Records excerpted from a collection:
▼▼▼
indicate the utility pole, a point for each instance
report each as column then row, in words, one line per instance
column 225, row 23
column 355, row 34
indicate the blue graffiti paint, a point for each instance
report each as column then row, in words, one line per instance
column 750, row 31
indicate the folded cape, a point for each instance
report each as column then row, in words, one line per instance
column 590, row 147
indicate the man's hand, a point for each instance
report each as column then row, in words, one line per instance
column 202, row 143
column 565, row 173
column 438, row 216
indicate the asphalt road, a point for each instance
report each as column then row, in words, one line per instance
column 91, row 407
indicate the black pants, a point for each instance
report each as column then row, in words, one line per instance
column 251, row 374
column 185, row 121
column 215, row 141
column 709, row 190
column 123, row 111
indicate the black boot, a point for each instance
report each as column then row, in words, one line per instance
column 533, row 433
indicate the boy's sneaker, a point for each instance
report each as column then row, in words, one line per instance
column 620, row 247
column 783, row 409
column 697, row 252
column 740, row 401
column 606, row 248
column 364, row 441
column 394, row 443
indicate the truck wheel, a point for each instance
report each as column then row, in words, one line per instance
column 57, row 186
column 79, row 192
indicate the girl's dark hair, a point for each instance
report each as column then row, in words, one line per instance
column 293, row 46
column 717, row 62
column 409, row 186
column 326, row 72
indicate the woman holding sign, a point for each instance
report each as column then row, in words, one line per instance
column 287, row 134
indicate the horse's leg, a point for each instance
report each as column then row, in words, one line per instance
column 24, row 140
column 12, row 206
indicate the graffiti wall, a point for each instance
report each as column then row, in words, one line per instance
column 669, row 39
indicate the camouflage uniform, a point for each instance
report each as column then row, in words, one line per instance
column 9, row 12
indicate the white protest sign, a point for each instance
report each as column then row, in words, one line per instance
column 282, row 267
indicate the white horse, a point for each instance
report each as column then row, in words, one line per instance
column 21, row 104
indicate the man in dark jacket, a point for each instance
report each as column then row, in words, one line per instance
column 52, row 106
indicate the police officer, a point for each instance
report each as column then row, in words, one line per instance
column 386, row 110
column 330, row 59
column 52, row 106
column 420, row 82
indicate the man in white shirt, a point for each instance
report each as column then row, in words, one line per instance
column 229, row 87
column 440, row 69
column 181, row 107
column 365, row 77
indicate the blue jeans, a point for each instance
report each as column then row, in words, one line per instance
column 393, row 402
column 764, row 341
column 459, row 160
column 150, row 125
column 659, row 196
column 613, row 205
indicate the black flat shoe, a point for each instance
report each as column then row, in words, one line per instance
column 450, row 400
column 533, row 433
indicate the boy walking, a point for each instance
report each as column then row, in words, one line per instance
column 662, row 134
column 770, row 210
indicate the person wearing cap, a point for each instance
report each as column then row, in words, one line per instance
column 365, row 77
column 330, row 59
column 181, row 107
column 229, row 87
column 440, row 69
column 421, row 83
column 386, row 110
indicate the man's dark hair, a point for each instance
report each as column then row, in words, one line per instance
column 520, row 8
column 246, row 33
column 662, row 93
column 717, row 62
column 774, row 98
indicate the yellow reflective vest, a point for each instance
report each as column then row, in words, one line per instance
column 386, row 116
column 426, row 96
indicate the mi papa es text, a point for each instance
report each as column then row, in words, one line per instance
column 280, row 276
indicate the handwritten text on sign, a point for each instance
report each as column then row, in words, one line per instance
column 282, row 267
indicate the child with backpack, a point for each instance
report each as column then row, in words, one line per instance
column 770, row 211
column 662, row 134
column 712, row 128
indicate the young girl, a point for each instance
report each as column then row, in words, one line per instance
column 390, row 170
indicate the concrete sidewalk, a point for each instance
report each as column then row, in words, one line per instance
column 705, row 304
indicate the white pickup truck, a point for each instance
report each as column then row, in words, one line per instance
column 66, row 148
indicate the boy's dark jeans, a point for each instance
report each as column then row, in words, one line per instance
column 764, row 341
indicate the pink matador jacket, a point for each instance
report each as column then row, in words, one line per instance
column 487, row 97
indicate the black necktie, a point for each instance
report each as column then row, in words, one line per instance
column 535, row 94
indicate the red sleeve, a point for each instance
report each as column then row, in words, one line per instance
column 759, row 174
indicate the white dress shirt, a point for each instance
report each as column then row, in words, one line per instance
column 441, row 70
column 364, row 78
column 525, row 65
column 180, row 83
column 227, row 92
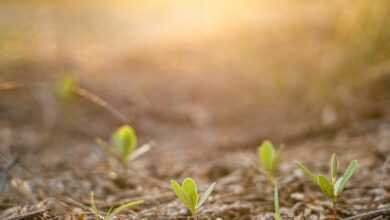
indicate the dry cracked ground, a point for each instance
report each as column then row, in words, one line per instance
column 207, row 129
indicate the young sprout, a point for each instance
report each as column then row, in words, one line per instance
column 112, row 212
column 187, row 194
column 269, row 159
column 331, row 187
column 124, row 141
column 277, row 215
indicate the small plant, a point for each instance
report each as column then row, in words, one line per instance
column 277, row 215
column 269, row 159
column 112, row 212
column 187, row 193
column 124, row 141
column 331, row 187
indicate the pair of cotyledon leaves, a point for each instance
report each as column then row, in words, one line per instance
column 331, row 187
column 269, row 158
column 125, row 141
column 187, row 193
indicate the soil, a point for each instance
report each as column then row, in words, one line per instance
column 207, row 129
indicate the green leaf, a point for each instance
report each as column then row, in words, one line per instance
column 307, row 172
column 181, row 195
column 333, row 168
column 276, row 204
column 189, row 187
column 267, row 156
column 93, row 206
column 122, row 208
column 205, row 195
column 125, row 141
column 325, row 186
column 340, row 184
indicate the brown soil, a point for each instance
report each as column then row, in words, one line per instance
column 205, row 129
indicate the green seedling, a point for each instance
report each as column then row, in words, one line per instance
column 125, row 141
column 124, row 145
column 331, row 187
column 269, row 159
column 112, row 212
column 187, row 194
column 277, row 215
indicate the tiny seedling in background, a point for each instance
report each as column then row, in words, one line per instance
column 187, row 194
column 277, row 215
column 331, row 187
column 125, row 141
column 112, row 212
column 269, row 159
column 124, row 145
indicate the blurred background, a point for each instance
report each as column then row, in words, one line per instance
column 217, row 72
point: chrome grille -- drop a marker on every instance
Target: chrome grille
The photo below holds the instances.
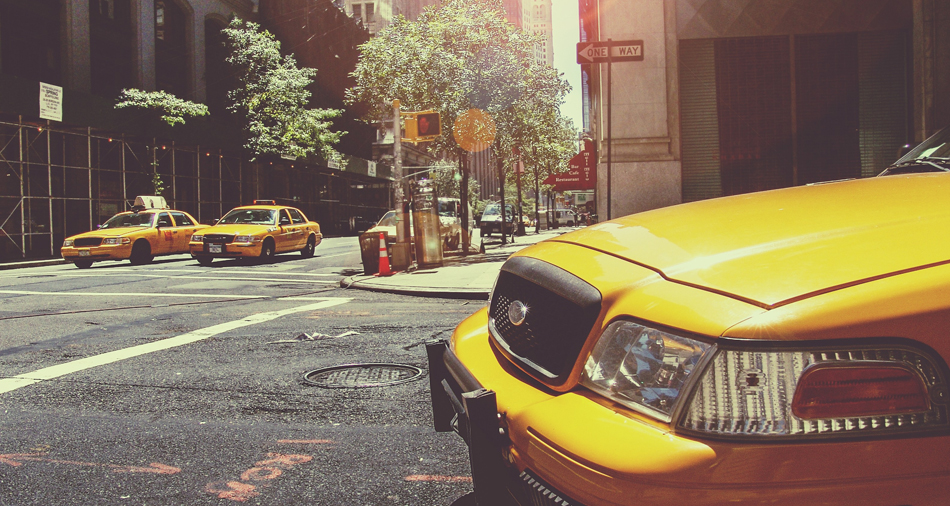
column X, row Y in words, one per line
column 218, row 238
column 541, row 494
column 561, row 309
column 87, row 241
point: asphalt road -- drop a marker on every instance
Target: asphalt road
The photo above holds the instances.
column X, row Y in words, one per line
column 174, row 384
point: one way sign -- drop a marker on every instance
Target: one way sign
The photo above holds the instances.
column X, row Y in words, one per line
▲▲▲
§ **What you need to do**: Using the entries, return every line where the word "road" can be found.

§ **Your response**:
indicate the asphalt road, a point for each instance
point: asphalt road -- drop a marker on every instance
Target: asphalt road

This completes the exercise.